BITTE BEARBEITEN:
**A.** Wo wohnten die Eltern der Klägerin laut dem Auszug?
**B.** Gib aus dem Auszug den Abschnitt von „Als die Klägerin“ bis einschließlich „geschlechtlich zu verkehren.“ wortgetreu wieder.
**C.** Erkläre anhand des Auszugs, warum die Klägerin 1978 zu ihren Eltern fuhr.

Als die Klägerin 1978 vom Verhältnis des Beklagten zu ihrer Schwester Kenntnis erhielt, wollte sie sich scheiden lassen und fuhr zu ihren Eltern nach Inneraigen. Der Beklagte holte sie aber unter einem Vorwand in die eheliche Wohnung und schlug sie dort mit einem Hosenriemen oder Kabel so lange, bis sie schließlich "einwilligte", zu ihm zurückzukehren und auf etwaige Scheidungspläne zu "verzichten". Dabei zerschnitt oder zerriß ihr der Beklagte auch die Kleider und Schuhe. Die Klägerin erlitt damals Verletzungen mit etwa 14 Tage hindurch sichtbaren Spuren. Sie und ihre Schwester blieben daraufhin weiter beim Beklagten, obwohl beide von ihm weiterhin geschlagen wurden. Maria K*** geschah dies insbesondere auch dann, wenn sie sich weigerte, mit dem Beklagten geschlechtlich zu verkehren.

Die Klägerin hat die bis zum Sommer 1982 fortgesetzten Ehebrüche wohl ihrer Schwester, nicht aber dem Beklagten verziehen. Sie erfuhr etwa im Frühjahr 1983 von seinem Verhältnis mit Regina M*** und überraschte die beiden um die Jahreswende 1983/84 bei einem Geschlechtsverkehr im Wohnzimmer der Ehewohnung. Der Beklagte setzte dieses Verhältnis mit Regina M*** zumindest bis zum 5.Juni 1985 fort.

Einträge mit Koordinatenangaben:
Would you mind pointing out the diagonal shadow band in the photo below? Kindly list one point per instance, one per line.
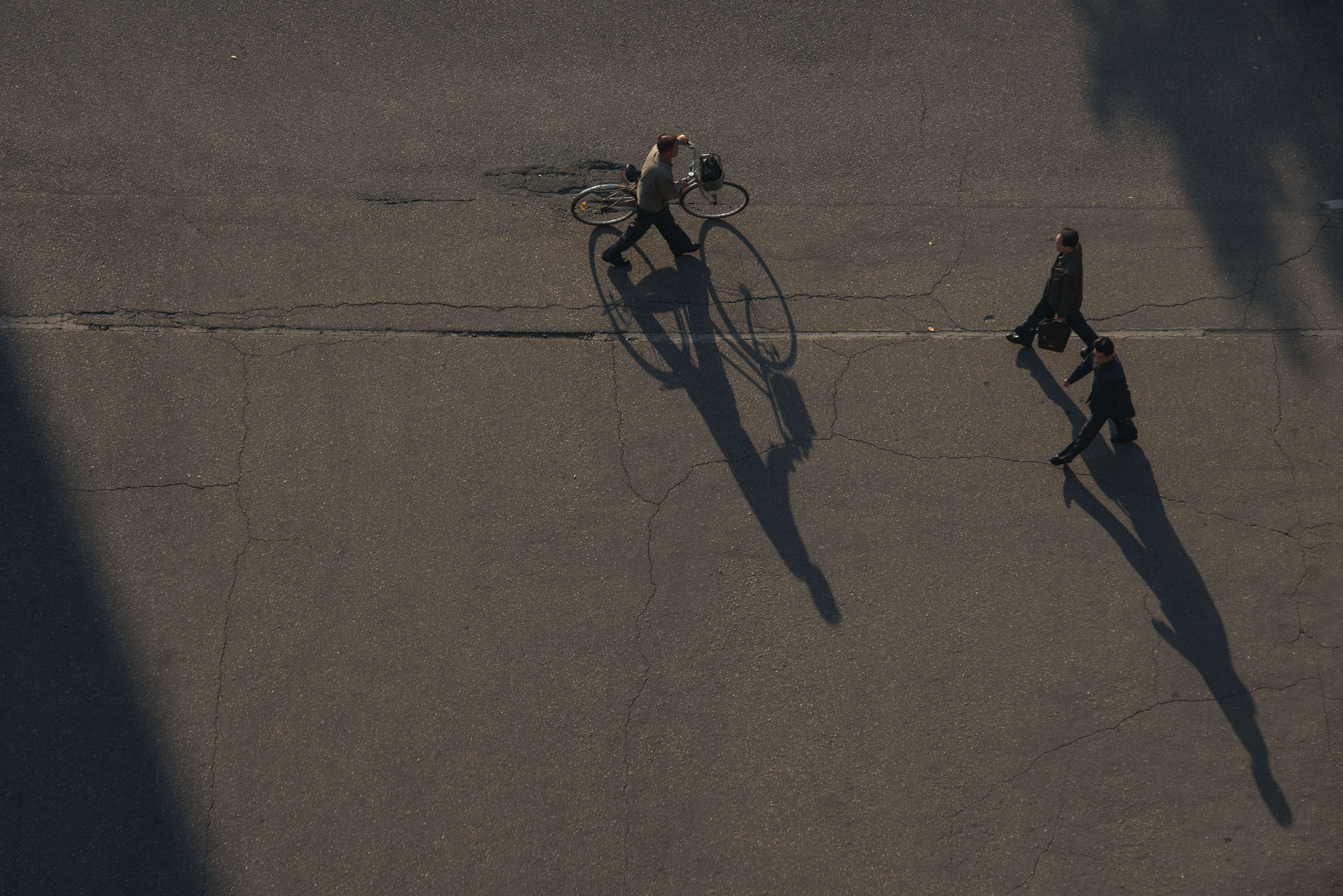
(88, 804)
(695, 299)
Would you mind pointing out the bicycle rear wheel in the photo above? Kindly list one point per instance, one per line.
(726, 200)
(605, 205)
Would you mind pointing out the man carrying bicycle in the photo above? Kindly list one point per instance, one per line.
(656, 190)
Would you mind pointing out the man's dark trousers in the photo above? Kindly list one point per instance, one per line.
(1044, 312)
(1125, 426)
(667, 226)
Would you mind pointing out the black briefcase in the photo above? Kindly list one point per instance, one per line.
(1053, 335)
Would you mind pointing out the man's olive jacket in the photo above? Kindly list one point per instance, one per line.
(1064, 289)
(657, 186)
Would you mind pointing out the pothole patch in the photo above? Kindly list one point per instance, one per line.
(551, 180)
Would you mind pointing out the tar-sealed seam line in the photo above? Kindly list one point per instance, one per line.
(49, 324)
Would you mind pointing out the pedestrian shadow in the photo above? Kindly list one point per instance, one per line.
(724, 314)
(87, 805)
(1192, 627)
(1032, 363)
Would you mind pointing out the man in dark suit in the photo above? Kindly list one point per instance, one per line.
(1110, 401)
(1063, 296)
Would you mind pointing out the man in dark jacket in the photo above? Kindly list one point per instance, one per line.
(1063, 296)
(656, 190)
(1110, 401)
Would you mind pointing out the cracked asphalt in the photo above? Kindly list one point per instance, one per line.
(363, 533)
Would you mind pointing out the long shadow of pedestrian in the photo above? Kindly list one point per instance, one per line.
(1193, 627)
(747, 330)
(87, 805)
(1032, 363)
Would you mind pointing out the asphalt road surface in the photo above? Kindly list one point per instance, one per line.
(364, 534)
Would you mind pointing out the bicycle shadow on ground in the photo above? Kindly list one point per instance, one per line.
(1193, 625)
(724, 312)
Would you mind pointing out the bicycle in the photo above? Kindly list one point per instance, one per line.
(613, 203)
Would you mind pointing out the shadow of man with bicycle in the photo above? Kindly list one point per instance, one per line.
(737, 320)
(1193, 627)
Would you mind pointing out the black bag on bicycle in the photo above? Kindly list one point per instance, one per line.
(711, 171)
(1053, 335)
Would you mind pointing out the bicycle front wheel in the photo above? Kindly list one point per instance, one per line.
(726, 200)
(606, 205)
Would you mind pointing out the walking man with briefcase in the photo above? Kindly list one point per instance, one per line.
(1063, 297)
(1110, 401)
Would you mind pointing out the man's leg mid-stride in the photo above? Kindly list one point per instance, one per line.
(1083, 440)
(677, 240)
(642, 221)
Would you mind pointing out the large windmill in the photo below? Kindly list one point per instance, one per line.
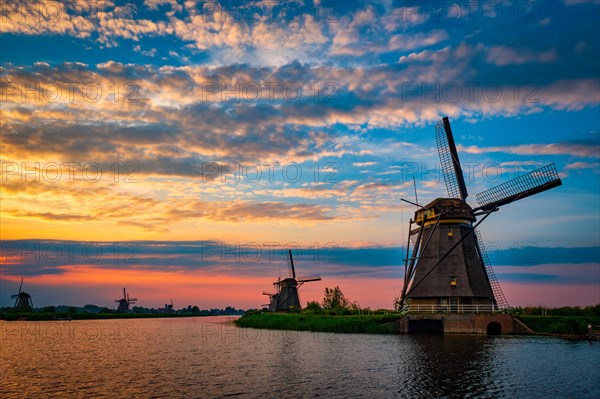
(22, 299)
(125, 302)
(446, 267)
(286, 295)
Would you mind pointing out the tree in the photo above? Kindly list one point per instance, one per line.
(313, 307)
(335, 300)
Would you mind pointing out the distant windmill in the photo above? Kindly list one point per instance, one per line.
(286, 296)
(125, 302)
(22, 299)
(168, 307)
(448, 266)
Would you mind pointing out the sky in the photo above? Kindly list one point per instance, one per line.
(178, 148)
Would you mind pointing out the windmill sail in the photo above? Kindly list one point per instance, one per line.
(453, 176)
(498, 293)
(539, 180)
(306, 279)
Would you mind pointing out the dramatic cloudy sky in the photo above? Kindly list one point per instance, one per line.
(177, 147)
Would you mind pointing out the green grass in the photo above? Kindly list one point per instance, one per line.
(563, 325)
(370, 324)
(43, 316)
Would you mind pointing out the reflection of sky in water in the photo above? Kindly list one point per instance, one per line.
(202, 357)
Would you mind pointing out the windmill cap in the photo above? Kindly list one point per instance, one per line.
(453, 208)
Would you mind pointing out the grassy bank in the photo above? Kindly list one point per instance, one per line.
(371, 324)
(560, 325)
(41, 316)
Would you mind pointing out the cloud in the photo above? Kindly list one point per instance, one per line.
(584, 165)
(502, 55)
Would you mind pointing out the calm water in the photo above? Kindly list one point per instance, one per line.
(211, 357)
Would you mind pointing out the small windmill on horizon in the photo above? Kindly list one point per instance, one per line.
(286, 296)
(22, 298)
(446, 266)
(125, 302)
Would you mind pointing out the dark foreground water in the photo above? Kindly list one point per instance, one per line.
(211, 357)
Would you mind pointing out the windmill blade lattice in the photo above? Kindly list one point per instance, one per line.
(453, 176)
(539, 180)
(498, 294)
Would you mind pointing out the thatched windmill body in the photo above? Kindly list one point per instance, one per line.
(125, 302)
(286, 296)
(22, 298)
(446, 265)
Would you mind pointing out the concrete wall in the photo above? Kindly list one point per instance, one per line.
(467, 323)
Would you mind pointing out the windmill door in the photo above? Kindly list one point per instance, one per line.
(453, 305)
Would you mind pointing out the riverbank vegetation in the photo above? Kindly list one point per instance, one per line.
(92, 312)
(335, 313)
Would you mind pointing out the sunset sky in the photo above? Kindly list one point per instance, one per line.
(177, 148)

DIE ANTWORTEN:
**A.** In Inneraigen.

**B.**
Als die Klägerin 1978 vom Verhältnis des Beklagten zu ihrer Schwester Kenntnis erhielt, wollte sie sich scheiden lassen und fuhr zu ihren Eltern nach Inneraigen. Der Beklagte holte sie aber unter einem Vorwand in die eheliche Wohnung und schlug sie dort mit einem Hosenriemen oder Kabel so lange, bis sie schließlich "einwilligte", zu ihm zurückzukehren und auf etwaige Scheidungspläne zu "verzichten". Dabei zerschnitt oder zerriß ihr der Beklagte auch die Kleider und Schuhe. Die Klägerin erlitt damals Verletzungen mit etwa 14 Tage hindurch sichtbaren Spuren. Sie und ihre Schwester blieben daraufhin weiter beim Beklagten, obwohl beide von ihm weiterhin geschlagen wurden. Maria K*** geschah dies insbesondere auch dann, wenn sie sich weigerte, mit dem Beklagten geschlechtlich zu verkehren.

**C.** Sie hatte vom Verhältnis des Beklagten zu ihrer Schwester erfahren und wollte sich deshalb scheiden lassen.